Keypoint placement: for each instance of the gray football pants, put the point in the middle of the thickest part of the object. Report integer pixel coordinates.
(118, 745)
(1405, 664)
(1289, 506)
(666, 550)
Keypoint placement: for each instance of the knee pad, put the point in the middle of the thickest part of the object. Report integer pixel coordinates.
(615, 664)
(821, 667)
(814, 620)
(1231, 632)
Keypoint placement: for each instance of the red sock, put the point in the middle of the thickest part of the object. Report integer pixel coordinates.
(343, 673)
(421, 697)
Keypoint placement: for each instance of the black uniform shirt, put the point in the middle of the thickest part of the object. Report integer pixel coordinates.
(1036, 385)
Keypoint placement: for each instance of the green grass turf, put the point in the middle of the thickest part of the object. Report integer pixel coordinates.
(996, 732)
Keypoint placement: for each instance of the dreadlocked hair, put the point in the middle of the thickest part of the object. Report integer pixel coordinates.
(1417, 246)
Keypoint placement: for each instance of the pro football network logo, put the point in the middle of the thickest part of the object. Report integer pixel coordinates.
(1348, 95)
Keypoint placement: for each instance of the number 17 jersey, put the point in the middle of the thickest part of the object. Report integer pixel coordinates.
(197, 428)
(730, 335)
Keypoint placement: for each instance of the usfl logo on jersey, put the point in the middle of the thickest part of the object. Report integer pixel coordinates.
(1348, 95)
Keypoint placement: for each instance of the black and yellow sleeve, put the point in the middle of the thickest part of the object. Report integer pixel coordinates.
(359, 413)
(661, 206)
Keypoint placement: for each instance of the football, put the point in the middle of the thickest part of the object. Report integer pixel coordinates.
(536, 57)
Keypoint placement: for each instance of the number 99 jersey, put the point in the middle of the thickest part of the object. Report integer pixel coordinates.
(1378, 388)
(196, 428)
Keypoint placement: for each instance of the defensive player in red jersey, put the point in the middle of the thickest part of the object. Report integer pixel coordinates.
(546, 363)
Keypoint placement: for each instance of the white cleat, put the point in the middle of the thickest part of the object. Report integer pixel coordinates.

---

Every line of the material must be returned exactly as it appears.

▶ **Solution to this task**:
Keypoint placement: for each instance of the gray football pants, put the point in the middle of the thickest part of the object. Report integer pixel coordinates.
(118, 745)
(1405, 664)
(1289, 506)
(666, 550)
Keypoint placement: for each instance of the knee pad, put the point in the middle of the thickest part of the object. Report integer pixel coordinates.
(615, 664)
(821, 667)
(814, 620)
(1231, 632)
Keypoint placement: for each instance of the red sock, put the point in the middle of the thickest part of the object. Report integer pixel coordinates.
(343, 673)
(421, 697)
Keypoint placement: for each instance of the black uniform shirt, put the point in the middle of the thickest part of the object. Report integer pixel coordinates.
(1036, 385)
Keypoint placement: for each instance of the green grass turf, put the point in the middle of the thickest part of the object. Report integer pixel coordinates.
(996, 732)
Keypoint placement: for each instance of the dreadlocked hair, put the point in the middle of the thickest part of the object. Report integer pixel coordinates.
(1417, 246)
Keypoint placement: for each instance of the pro football network logo, put the point in the middle of the thickest part of the object. Report integer pixel coordinates.
(1348, 95)
Keypoint placement: for each instance of the number 17 jersey, put the point in the middle of the thickest part of the object. Report integer pixel coordinates.
(197, 428)
(730, 335)
Keypoint placement: for each instance of the usfl logo on jersey, put the point in the middle of the thickest part of the object. Report integer pixel coordinates.
(1348, 95)
Keypoint placement: for each instance of the black and yellow sleeve, put the point in the middle of the thickest part of the object. Report integer pixel coordinates.
(359, 413)
(661, 206)
Keypoint placement: for each instance of the football, put the point in the middle of the thickest part of the object. Report integer pixel coordinates.
(536, 57)
Keypoint placement: for each instance of the number 99 jersey, put the point in the middle of the thickest part of the object. Report integer pixel coordinates.
(1378, 388)
(196, 428)
Keypoint placement: for each instance of the defensive player in red jersey, put the point in the middle of the thickest part of the object. Report integer pixel coordinates.
(546, 363)
Keypoint placement: for each instance of the white cleat, put the point in the middle of the thickest part of the object. Report integer pixel coordinates.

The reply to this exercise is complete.